==== DATA

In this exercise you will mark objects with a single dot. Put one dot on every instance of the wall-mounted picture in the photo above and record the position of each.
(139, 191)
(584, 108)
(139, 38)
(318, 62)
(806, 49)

========

- PROBLEM REQUIREMENTS
Reprint the entries above in full, exactly as they are.

- COMPLETED EXERCISE
In this exercise you will mark objects with a single dot. Put one dot on every instance of the wall-mounted picture in the photo above and record the position of each.
(139, 191)
(584, 108)
(139, 38)
(318, 62)
(806, 49)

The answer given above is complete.